Aim of the exercise:
Find every line in the material below that contains the word "light" and copy each of those lines in full.

━━ Extracted material

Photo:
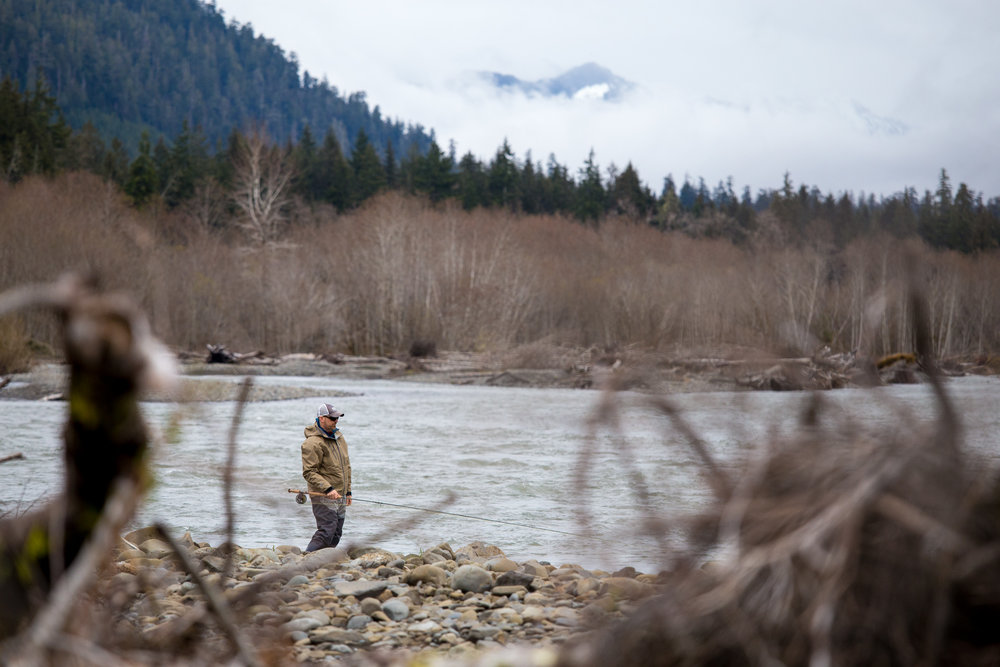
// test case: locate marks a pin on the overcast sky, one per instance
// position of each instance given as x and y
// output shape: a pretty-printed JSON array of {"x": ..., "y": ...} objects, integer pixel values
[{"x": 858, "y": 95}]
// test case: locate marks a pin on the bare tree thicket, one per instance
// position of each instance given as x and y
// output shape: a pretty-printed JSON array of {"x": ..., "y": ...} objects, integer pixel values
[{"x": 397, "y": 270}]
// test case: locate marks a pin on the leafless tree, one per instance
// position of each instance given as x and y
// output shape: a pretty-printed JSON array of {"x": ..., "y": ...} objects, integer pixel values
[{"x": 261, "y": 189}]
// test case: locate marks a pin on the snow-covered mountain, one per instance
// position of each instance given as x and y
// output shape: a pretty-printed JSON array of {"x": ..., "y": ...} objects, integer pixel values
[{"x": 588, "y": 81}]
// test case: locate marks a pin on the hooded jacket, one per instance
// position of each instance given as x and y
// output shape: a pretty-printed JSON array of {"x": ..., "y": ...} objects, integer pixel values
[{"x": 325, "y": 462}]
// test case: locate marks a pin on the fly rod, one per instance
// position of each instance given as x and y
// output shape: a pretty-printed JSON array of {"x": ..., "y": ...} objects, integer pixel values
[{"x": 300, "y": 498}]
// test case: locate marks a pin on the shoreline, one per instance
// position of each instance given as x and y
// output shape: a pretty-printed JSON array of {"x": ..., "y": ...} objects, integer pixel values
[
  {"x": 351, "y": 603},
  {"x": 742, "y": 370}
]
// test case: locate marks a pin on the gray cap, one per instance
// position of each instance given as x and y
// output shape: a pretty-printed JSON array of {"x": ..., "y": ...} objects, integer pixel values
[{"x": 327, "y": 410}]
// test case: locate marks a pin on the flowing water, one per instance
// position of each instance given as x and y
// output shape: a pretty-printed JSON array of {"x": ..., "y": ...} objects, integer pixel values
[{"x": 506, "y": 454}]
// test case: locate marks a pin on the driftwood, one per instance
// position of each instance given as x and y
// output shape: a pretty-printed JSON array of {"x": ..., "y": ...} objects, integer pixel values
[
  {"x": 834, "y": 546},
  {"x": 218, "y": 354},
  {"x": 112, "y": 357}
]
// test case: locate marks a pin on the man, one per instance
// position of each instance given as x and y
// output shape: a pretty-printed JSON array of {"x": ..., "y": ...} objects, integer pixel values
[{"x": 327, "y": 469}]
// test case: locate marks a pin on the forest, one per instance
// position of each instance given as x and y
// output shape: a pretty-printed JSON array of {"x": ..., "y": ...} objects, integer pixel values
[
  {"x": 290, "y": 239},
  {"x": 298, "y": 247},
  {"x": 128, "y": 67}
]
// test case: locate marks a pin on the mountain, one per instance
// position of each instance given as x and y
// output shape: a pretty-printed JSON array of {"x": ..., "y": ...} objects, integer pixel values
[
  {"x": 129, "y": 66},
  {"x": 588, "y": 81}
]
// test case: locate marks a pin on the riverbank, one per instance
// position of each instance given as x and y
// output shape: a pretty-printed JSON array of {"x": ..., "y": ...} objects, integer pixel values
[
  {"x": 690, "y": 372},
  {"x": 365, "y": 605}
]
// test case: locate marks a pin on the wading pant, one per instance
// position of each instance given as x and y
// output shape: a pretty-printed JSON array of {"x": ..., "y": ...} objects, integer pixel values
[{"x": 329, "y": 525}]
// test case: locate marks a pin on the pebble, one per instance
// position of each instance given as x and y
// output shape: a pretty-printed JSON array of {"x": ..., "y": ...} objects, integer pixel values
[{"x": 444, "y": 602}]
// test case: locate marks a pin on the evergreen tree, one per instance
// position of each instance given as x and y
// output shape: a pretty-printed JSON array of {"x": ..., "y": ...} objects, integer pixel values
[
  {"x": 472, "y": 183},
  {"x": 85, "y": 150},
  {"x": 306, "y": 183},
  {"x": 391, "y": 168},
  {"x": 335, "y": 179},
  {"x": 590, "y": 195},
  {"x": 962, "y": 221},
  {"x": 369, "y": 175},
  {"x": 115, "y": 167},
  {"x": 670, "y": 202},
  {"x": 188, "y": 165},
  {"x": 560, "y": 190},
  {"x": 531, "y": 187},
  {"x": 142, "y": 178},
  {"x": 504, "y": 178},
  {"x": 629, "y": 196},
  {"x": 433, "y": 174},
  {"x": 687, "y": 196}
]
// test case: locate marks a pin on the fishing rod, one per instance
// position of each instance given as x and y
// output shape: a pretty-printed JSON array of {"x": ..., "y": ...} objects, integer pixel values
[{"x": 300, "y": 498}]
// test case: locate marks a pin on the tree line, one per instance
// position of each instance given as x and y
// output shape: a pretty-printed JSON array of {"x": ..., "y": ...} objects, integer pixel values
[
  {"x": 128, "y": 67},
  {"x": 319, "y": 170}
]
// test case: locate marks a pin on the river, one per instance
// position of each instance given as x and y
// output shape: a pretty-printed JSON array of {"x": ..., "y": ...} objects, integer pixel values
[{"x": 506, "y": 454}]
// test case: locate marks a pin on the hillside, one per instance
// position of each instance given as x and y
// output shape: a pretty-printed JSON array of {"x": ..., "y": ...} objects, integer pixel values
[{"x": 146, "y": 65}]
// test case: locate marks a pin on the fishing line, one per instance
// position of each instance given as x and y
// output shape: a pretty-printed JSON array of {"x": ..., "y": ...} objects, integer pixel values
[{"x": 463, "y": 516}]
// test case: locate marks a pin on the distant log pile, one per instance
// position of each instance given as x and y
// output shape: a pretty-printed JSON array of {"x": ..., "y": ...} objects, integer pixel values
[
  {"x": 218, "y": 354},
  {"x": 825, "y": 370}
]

━━━━
━━ Extracted material

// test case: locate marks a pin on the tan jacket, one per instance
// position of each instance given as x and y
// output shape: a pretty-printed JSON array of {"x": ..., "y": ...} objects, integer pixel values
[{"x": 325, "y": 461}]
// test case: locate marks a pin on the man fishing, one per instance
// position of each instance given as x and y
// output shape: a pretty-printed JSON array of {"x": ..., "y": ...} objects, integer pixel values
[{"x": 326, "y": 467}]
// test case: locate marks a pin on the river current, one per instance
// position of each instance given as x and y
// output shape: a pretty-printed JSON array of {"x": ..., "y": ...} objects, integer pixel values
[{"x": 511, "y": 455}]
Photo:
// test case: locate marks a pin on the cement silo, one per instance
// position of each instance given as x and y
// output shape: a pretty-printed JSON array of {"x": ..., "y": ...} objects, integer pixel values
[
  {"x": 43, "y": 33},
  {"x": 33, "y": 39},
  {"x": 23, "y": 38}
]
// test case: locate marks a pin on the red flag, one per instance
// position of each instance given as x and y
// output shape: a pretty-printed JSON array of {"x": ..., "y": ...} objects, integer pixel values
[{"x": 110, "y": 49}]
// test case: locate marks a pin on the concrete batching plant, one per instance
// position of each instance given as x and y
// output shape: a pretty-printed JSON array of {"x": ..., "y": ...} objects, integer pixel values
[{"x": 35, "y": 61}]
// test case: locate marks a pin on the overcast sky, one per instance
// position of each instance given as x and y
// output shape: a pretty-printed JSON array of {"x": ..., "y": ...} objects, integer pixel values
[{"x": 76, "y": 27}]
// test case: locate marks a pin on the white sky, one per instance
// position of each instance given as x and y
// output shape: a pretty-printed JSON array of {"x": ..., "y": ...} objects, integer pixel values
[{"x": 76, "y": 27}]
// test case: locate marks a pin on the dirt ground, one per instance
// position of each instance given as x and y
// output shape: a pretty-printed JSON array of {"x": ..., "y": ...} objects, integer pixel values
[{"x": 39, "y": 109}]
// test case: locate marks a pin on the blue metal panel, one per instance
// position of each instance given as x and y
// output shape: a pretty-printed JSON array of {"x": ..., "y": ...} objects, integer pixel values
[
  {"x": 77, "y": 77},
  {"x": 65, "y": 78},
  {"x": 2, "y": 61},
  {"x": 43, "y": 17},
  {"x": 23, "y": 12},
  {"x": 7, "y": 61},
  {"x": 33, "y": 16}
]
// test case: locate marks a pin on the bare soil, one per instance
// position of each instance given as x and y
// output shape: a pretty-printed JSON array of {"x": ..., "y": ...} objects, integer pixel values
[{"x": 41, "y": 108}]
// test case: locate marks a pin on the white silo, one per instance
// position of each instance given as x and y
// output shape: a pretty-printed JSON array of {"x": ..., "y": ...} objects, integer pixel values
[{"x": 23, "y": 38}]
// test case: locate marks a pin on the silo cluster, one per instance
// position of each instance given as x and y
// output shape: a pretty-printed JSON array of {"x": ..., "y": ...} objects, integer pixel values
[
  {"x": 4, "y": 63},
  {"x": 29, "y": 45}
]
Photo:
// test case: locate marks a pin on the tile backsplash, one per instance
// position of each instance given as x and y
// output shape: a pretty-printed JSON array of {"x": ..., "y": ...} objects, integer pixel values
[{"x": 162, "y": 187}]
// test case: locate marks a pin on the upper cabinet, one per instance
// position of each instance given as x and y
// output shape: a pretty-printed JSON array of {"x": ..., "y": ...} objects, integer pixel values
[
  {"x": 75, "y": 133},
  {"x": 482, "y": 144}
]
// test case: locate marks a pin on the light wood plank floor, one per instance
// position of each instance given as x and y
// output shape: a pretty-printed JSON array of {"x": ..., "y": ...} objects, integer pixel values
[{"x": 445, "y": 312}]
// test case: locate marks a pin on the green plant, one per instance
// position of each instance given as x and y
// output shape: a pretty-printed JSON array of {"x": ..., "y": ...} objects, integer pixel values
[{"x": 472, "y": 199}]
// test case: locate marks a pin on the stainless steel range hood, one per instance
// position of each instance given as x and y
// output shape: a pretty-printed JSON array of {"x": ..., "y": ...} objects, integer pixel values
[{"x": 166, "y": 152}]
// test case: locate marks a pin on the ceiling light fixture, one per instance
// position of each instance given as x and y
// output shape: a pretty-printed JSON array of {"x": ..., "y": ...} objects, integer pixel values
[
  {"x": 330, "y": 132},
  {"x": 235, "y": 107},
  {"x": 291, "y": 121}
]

━━━━

Answer:
// test case: locate marks a pin on the light wood plank floor, one per instance
// test case: locate marks a pin on the ceiling light fixture, one per instance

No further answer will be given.